• _Série de tâches_
1. Quels sont les messages affichés sur les feuilles collées à la porte de la salle d'audience, selon l'article sur la pénurie de constables présenté plus bas ? Citez-les tous.
2. Poursuivez l'article sur la pénurie de constables, présenté plus bas, à partir de sa dernière phrase.

• _Bloc de texte_
=-=-=

La pénurie de constables spéciaux perturbe grandement les activités du palais de justice de Montréal cette semaine. Avocats, accusés et victimes se sont encore butés mercredi matin à des portes closes devant plusieurs salles d’audience. Le syndicat évoque une « hémorragie » de personnel.

« Manque de constables. Dossiers armes à feu référés en salle 3,02. »

« Manque de constables. Avocats en Teams seulement. Merci de votre collaboration. »

« Manque de constables. Rôle du 6,06 référé en salle 5,06. »

PHOTO LA PRESSE

Ces feuilles étaient posées sur la porte d’une salle d’audience du palais de justice de Montréal mercredi matin.

Ces messages écrits sur des feuilles collées avec du ruban adhésif trônaient mercredi matin sur la porte de la salle 5,06 du palais de justice de Montréal. De l’extérieur, on pouvait voir un juge de la Cour du Québec sur le banc. Or, la salle était fermée au public par manque de constables spéciaux. Une situation quasi inédite.

Un peu plus loin, toujours au cinquième étage du palais de justice, des citoyens faisaient les cent pas ou regardaient leur téléphone, appuyés contre le mur, en attendant qu’un constable spécial se présente pour ouvrir leur salle d’audience. Les constables se faisaient si rares mercredi que les procureurs se réjouissaient à la vue d’un tel agent de la paix.

Selon une liste affichée par la Cour du Québec, trois salles d’audience étaient fermées mercredi matin par manque de constables, alors que les activités dans cinq autres salles étaient suspendues ou perturbées.

En début de soirée, le ministère de la Justice est venu préciser que cinq salles d’audience avaient « débuté avec du retard » mercredi en raison du manque de constables spéciaux, contre six salles mardi. « Les audiences prévues dans les autres salles touchées ont pu débuter à l’heure en raison des mesures mises en place, par exemple la visioconférence et la fusion des rôles », a indiqué la porte-parole Isabelle Boily.

La Presse a pu constater, par exemple, qu’une juge a exceptionnellement décidé de permettre la tenue d’un procès sans la présence d’un constable dans la salle.

Mardi, une enquête préliminaire pour une affaire de proxénétisme n’a pas pu procéder en l’absence d’un constable, obligeant la plaignante et les témoins à patienter longuement, en vain. Ils devront revenir plus tard au palais de justice pour témoigner à cette étape éprouvante.

=-=-=

• _Données fournies_
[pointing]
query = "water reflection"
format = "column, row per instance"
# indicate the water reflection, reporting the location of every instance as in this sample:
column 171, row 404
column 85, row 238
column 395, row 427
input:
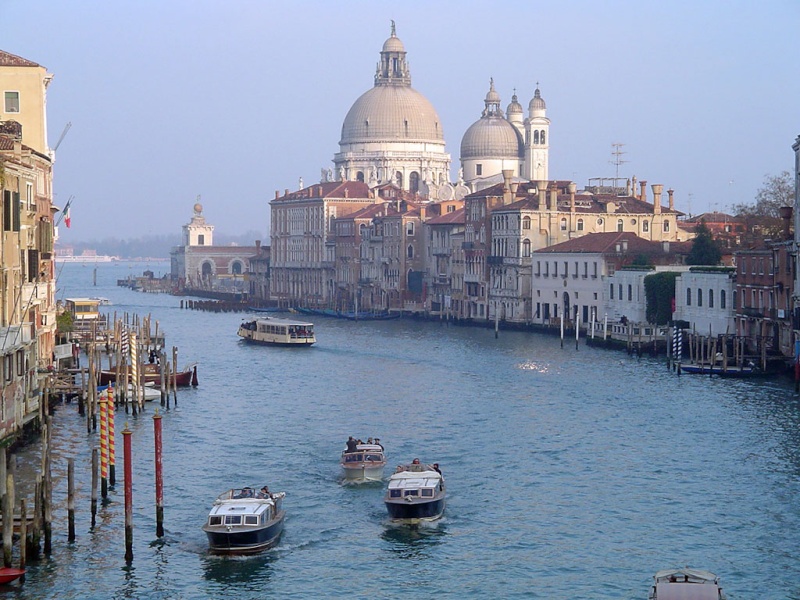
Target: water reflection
column 413, row 541
column 239, row 570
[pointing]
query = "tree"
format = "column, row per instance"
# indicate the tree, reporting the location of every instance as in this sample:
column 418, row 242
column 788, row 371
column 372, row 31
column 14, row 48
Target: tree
column 764, row 217
column 705, row 249
column 659, row 290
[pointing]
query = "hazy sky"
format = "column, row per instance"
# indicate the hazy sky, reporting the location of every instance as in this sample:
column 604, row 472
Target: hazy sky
column 232, row 100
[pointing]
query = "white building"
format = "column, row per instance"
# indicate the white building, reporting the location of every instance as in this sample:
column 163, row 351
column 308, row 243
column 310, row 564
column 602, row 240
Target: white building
column 496, row 142
column 704, row 298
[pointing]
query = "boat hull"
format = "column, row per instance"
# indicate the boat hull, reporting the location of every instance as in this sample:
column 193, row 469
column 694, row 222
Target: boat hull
column 244, row 541
column 363, row 472
column 414, row 512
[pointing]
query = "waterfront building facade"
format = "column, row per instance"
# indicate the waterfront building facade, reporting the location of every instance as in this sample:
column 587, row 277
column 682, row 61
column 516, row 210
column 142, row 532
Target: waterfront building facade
column 27, row 288
column 704, row 298
column 302, row 240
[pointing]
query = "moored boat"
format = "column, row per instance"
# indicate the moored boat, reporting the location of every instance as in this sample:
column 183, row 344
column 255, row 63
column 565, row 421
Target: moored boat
column 686, row 584
column 282, row 332
column 243, row 521
column 416, row 493
column 364, row 463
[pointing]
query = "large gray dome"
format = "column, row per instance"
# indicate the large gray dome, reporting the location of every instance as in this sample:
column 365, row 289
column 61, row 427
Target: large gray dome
column 391, row 112
column 491, row 137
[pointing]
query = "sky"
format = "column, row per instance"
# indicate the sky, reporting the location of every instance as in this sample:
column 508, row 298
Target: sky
column 232, row 100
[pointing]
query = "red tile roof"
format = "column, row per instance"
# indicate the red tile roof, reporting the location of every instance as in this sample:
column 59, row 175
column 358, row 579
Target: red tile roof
column 12, row 60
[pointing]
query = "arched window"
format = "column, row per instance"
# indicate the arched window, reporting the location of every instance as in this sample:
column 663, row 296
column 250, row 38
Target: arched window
column 413, row 182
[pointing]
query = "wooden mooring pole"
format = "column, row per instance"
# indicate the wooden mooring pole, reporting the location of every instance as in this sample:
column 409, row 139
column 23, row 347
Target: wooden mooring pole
column 126, row 434
column 159, row 475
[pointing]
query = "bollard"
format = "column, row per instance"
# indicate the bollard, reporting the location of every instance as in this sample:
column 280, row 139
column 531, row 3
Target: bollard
column 71, row 499
column 159, row 476
column 112, row 453
column 103, row 446
column 95, row 469
column 128, row 469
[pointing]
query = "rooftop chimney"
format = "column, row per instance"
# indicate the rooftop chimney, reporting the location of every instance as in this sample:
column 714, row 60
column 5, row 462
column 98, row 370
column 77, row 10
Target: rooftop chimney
column 657, row 191
column 541, row 190
column 572, row 188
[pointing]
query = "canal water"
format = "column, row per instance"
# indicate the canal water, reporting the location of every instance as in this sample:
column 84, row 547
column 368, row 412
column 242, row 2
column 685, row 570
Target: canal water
column 571, row 473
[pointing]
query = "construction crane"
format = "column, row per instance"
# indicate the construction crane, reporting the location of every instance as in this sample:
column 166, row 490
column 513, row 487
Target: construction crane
column 62, row 136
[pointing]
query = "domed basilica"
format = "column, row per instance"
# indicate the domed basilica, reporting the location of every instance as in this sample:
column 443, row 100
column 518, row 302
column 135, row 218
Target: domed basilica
column 392, row 133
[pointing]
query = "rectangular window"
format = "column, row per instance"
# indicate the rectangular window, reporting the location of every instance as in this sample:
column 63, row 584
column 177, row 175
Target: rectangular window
column 12, row 102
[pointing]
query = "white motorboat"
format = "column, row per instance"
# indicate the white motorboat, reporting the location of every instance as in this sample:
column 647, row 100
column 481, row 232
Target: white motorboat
column 243, row 521
column 280, row 332
column 416, row 493
column 366, row 463
column 686, row 584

=-=-=

• _Résultats par tâche_
1.
- « Manque de constables. Dossiers armes à feu référés en salle 3,02. »
- « Manque de constables. Avocats en Teams seulement. Merci de votre collaboration. »
- « Manque de constables. Rôle du 6,06 référé en salle 5,06. »

2.
« Il y a un bris de service »

« On est en train de frapper un mur. Il y a un bris de service. On n’est plus en mesure de maintenir la sécurité des citoyens et du personnel de la cour à cause du manque de constables. Ça nous inquiète énormément », affirme en entrevue Franck Perales, président du Syndicat des constables spéciaux du gouvernement du Québec.

Il ne faut pas confondre les constables spéciaux avec de simples agents de sécurité. Les constables sont des agents de la paix, à l’instar des policiers, et sont formés à l’École nationale de police du Québec à Nicolet. Ils détiennent une arme à feu et peuvent procéder à des arrestations. Malgré tout, ils sont payés 59 000 $ par année, un salaire bien moindre que dans les services de police.

« On est les constables les moins bien payés au Canada et au Québec. C’est l’hémorragie. Depuis décembre, 11 constables ont quitté. En si peu de temps, c’est énorme. Il y a eu 200 départs depuis 2018 chez les constables, mais on n’arrive pas à reprendre le dessus. Le gouvernement a embauché 200 recrues et n’a pas été en mesure de les garder. Ils ont quitté pour de meilleurs cieux », explique Franck Perales.

Les négociations sont dans une impasse depuis maintenant trois ans, désespère le président du syndicat. « On ne demande pas la lune, juste être compétitifs. Mais on est devant un gouvernement qui ne semble pas prêter l’oreille. Si on frappe un mur, ce n’est pas parce qu’on n’aura pas sonné l’alarme », conclut-il.